** Set problem **
Pick out every line of the material that contains the word "door", and copy each of those lines in full.

** Listed records **
※ ※ ※
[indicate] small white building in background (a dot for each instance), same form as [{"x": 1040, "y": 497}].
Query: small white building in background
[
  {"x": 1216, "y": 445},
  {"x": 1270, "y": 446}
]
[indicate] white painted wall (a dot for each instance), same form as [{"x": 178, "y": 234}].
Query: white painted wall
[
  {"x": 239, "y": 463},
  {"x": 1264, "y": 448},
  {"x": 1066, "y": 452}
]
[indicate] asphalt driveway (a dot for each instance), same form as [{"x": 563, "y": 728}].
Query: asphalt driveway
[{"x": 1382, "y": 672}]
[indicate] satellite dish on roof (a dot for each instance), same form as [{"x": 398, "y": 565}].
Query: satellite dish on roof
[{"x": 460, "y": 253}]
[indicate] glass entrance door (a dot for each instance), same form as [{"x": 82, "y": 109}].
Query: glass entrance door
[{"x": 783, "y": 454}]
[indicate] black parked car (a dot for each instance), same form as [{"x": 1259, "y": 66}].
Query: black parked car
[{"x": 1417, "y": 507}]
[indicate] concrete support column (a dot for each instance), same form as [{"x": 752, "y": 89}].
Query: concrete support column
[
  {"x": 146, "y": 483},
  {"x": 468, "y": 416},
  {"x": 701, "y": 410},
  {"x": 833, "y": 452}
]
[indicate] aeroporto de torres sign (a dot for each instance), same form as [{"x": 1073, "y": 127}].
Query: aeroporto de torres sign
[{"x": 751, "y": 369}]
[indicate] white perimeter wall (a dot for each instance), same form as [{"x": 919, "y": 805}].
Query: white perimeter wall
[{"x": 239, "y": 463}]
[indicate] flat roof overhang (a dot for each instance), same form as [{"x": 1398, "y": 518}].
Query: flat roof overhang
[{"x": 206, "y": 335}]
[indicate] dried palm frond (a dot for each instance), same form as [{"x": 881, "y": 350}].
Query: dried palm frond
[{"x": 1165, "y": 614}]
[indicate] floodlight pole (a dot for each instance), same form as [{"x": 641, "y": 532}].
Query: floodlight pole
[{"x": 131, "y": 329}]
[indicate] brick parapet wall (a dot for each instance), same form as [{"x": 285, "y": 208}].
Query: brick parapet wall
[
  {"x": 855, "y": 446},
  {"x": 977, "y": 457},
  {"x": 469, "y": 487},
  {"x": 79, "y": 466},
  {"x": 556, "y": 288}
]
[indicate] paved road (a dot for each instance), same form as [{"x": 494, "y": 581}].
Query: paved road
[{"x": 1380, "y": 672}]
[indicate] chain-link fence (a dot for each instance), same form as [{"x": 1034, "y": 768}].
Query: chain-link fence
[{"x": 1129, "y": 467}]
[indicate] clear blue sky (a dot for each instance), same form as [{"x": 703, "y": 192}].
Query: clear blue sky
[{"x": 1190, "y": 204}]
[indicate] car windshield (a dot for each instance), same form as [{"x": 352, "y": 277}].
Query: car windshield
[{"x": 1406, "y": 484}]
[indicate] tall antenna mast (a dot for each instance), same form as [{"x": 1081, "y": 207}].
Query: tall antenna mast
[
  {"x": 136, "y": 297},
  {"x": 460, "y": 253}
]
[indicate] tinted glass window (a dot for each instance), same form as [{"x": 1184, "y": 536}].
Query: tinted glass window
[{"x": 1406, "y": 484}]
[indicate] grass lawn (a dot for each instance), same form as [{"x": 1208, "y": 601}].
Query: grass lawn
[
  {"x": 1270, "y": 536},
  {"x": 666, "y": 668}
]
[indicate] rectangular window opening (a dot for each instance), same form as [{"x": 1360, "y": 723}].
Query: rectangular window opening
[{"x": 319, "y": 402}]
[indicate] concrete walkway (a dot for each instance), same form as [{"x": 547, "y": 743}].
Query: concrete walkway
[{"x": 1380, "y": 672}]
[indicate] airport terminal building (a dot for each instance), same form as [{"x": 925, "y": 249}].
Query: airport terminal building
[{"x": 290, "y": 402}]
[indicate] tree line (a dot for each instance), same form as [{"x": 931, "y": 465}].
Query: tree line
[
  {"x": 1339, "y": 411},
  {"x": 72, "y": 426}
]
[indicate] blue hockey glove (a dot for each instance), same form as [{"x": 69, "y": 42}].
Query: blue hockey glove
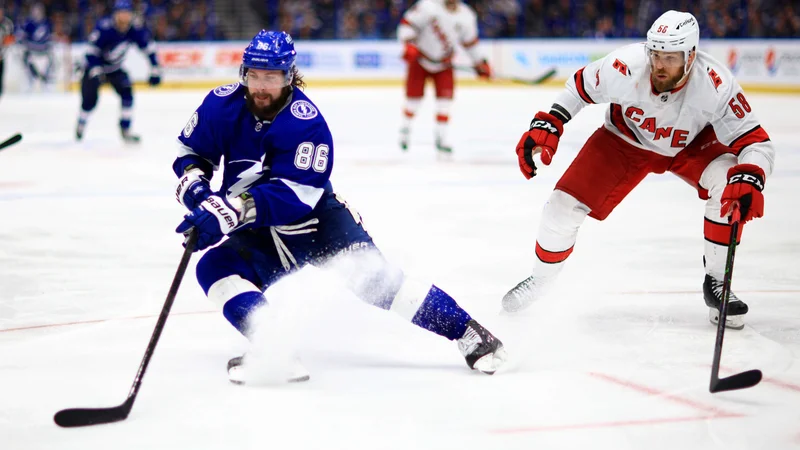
※ ※ ※
** Answer **
[indicate] glass entrance door (a dot for each instance), same form as [{"x": 82, "y": 109}].
Query: glass entrance door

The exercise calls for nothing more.